> EXERCISE DETAILS
Your answer should hold every line of the records below that contains the string "separated".

> PROVIDED RECORDS
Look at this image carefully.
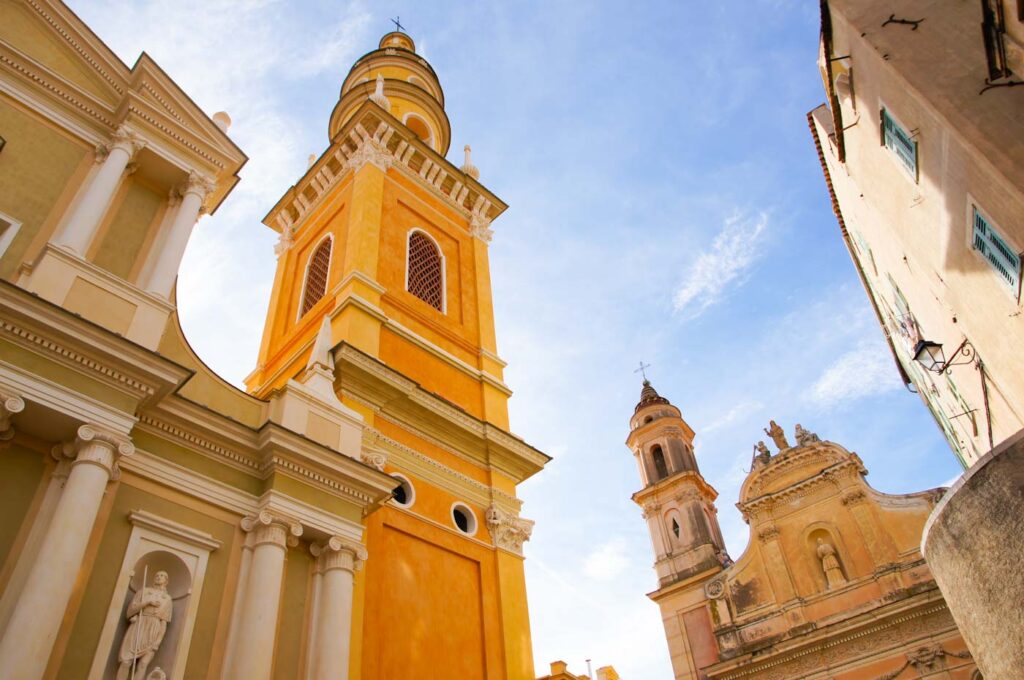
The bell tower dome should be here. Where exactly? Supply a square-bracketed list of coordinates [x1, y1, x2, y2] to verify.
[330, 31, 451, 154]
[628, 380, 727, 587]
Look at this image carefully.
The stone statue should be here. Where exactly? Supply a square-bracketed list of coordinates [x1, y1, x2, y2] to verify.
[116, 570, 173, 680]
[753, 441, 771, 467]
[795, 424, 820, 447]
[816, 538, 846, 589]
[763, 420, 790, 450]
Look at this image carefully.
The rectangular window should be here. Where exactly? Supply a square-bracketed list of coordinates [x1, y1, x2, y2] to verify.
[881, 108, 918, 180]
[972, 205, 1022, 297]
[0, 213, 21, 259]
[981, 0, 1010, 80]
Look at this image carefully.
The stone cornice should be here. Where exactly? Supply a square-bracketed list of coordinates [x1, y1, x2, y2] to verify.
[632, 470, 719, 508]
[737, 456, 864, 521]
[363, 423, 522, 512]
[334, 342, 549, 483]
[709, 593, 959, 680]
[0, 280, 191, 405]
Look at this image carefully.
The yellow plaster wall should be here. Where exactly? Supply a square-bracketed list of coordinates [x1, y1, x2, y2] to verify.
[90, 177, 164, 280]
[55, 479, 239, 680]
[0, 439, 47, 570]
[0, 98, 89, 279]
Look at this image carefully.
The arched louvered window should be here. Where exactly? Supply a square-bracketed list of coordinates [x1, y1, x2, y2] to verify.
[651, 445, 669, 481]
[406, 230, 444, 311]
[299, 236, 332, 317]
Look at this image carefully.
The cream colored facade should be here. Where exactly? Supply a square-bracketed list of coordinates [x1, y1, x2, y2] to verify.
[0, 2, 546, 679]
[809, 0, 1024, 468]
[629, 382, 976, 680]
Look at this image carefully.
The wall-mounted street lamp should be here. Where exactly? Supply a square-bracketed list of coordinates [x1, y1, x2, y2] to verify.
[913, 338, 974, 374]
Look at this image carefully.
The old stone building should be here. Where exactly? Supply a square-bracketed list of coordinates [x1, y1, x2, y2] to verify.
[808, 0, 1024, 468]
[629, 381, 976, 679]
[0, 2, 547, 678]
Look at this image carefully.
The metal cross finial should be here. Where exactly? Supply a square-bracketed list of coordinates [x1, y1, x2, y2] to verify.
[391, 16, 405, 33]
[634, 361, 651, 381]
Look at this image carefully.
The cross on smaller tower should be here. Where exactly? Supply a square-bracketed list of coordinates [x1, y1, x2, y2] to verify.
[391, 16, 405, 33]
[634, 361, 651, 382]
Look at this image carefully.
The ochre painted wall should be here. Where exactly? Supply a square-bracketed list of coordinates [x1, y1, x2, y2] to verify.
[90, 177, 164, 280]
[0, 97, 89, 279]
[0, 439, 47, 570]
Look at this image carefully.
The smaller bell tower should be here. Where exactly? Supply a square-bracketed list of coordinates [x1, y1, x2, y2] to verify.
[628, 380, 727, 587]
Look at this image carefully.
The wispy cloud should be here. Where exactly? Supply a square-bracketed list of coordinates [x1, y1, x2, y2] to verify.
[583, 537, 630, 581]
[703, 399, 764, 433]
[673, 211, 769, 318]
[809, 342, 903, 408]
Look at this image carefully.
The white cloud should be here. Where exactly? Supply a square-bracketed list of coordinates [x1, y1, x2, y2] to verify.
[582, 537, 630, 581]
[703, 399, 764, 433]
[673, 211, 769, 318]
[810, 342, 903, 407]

==

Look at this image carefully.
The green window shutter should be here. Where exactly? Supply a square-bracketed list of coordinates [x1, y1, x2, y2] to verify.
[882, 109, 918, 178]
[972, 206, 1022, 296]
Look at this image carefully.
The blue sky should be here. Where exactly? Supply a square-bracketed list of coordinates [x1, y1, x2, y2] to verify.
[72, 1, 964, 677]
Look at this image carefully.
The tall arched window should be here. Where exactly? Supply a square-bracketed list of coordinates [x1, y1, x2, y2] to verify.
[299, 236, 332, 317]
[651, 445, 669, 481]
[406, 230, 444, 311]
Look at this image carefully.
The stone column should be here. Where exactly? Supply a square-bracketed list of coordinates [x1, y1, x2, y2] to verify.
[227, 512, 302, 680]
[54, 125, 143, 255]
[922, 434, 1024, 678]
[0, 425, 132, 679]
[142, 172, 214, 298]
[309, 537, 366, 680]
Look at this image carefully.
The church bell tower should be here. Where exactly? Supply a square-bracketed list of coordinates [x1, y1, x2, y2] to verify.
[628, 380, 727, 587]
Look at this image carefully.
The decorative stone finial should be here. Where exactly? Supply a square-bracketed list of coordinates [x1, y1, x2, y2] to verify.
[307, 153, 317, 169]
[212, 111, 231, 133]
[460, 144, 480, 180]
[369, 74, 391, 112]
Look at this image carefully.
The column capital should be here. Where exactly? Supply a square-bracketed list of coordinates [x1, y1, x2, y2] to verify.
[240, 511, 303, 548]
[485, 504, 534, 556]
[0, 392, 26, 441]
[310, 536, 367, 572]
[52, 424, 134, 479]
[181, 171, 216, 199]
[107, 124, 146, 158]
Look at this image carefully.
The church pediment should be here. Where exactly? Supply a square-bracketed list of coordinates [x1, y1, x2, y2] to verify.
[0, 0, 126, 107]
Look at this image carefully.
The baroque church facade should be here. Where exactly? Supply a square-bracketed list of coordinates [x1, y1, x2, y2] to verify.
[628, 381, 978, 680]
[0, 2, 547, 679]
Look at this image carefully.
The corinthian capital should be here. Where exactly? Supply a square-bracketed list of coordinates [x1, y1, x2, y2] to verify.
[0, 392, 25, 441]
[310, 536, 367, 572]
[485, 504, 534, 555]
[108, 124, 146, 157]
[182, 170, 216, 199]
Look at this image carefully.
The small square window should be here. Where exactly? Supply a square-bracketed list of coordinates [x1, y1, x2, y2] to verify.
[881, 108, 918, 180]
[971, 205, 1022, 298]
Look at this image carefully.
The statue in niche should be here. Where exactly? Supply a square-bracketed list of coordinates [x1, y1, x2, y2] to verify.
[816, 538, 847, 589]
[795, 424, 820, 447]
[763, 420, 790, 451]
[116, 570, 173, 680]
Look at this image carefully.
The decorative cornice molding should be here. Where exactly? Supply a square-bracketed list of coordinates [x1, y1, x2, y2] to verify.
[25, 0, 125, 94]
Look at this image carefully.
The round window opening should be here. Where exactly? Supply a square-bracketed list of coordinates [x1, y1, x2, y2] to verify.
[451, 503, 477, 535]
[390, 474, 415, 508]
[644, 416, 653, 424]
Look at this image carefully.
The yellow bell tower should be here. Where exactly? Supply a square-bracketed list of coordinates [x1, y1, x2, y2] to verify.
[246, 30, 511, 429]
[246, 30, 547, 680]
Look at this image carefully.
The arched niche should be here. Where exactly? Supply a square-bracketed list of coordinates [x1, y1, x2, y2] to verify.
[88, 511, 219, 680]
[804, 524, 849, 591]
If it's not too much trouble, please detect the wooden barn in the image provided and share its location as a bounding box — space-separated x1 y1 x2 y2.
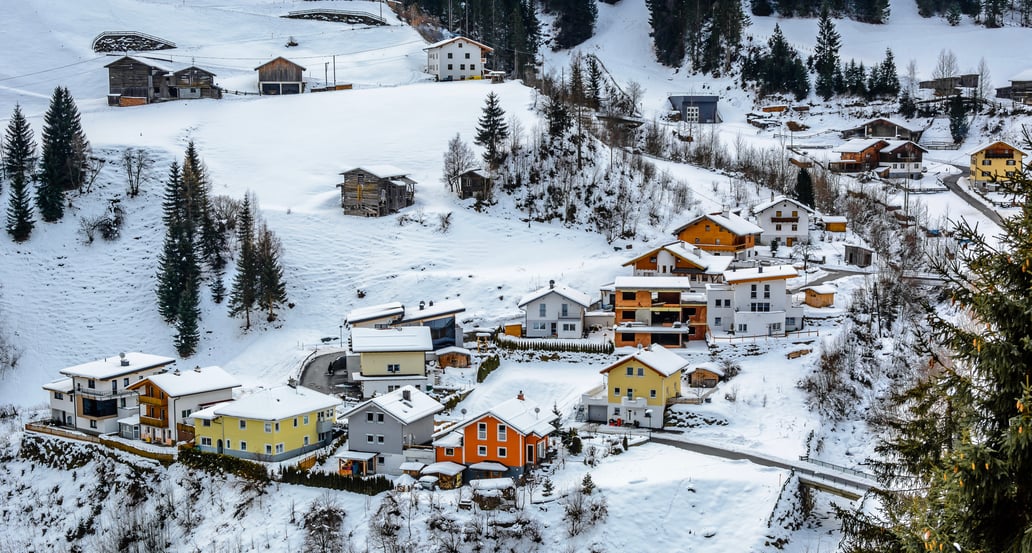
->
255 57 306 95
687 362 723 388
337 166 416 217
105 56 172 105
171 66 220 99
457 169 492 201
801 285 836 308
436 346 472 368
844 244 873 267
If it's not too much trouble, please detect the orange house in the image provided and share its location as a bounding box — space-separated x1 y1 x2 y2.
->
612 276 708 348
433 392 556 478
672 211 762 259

> RESULT
If it's not too much trouble, please detect the wooden barn in the image provided and share its location as a bounding box — space-separated x1 y1 x2 y2.
If it's not too much trouble, please detect the orange house in the image provided and share its location as a bounding box — space-separated x1 y1 x2 y2.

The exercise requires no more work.